| Aim of the task |
Report back every line from the entries below in which the word "yellow" occurs.

| Exercise input |
┌──

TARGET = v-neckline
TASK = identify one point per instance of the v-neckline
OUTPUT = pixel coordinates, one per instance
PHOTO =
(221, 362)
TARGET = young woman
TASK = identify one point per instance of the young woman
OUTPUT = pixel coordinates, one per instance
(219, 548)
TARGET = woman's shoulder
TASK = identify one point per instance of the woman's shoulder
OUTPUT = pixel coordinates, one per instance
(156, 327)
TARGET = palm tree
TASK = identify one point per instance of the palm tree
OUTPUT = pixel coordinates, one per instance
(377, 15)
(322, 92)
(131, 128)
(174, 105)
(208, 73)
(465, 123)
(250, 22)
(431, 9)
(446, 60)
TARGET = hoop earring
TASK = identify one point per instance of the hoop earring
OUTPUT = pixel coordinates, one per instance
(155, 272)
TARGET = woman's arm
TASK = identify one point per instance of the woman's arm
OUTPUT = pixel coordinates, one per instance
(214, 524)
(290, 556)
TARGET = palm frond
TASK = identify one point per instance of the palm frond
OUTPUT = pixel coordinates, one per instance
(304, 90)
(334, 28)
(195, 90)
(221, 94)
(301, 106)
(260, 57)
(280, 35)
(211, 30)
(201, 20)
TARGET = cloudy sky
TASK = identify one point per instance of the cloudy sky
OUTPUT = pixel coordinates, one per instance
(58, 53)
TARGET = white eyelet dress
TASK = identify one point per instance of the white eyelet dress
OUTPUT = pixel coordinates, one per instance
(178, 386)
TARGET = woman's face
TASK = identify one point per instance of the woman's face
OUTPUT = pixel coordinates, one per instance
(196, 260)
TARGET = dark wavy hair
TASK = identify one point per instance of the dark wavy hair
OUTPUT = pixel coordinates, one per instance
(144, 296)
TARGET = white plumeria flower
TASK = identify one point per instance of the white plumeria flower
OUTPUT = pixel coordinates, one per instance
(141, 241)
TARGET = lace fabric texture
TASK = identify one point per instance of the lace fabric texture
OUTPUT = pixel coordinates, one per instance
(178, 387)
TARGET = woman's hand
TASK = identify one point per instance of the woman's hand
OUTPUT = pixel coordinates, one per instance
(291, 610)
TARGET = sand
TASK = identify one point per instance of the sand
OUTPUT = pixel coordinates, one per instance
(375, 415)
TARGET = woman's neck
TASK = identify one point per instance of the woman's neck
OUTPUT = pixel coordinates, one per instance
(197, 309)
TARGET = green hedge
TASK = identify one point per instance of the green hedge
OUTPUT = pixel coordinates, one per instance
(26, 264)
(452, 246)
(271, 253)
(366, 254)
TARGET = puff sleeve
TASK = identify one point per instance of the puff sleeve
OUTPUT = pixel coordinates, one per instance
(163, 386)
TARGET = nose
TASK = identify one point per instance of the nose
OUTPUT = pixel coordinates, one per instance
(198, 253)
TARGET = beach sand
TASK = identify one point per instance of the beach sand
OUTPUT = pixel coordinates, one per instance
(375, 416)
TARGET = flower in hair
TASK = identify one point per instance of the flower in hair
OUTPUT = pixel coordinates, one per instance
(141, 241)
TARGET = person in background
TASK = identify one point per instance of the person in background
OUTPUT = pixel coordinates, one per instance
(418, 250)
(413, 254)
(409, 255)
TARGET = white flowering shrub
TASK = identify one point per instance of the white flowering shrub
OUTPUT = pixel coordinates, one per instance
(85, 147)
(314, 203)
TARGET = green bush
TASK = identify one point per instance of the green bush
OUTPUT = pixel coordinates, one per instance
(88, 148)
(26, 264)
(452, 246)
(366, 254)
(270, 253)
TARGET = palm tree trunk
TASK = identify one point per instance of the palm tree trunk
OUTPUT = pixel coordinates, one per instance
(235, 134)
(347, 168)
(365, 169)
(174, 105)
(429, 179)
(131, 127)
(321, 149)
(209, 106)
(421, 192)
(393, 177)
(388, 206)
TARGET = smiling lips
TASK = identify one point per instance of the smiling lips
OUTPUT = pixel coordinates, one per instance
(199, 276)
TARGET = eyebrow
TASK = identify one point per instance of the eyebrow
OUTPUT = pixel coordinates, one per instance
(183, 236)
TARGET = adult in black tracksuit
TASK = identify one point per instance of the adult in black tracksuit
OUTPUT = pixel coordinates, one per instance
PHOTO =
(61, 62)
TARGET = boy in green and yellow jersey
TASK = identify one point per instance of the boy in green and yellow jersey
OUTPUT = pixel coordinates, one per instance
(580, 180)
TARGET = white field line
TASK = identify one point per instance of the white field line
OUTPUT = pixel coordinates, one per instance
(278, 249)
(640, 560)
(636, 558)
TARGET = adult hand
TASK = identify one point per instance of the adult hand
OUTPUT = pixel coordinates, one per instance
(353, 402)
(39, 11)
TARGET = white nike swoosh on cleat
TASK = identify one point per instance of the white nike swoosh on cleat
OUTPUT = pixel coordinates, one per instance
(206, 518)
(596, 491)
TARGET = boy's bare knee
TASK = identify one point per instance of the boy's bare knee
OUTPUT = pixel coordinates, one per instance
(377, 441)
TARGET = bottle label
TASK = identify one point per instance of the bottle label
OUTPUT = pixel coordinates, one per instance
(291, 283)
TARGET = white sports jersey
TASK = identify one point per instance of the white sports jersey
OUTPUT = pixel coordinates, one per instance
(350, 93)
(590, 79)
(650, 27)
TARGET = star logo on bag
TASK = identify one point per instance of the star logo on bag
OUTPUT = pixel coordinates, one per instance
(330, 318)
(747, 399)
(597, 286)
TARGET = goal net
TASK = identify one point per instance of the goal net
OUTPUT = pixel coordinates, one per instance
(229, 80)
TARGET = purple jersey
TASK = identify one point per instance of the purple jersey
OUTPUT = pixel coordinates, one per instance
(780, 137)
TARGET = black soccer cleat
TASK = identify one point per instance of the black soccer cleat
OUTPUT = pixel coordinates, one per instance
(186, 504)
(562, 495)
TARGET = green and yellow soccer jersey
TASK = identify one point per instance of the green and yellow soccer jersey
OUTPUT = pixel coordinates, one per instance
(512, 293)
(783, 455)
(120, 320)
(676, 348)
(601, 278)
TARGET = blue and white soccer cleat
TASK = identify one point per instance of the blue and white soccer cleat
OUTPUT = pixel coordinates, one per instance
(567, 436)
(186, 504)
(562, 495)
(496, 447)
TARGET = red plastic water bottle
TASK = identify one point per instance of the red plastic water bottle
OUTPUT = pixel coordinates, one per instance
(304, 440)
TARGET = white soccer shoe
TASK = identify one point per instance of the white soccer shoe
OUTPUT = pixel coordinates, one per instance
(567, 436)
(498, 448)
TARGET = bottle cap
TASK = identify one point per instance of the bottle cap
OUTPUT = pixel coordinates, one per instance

└──

| Answer space |
TARGET = boy in green and yellow jersey
TASK = identify one point per instance of the boy in green and yellow jersey
TARGET = green and yellow soccer jersey
TASK = identify one point per instance of the green and yellow soccer jersey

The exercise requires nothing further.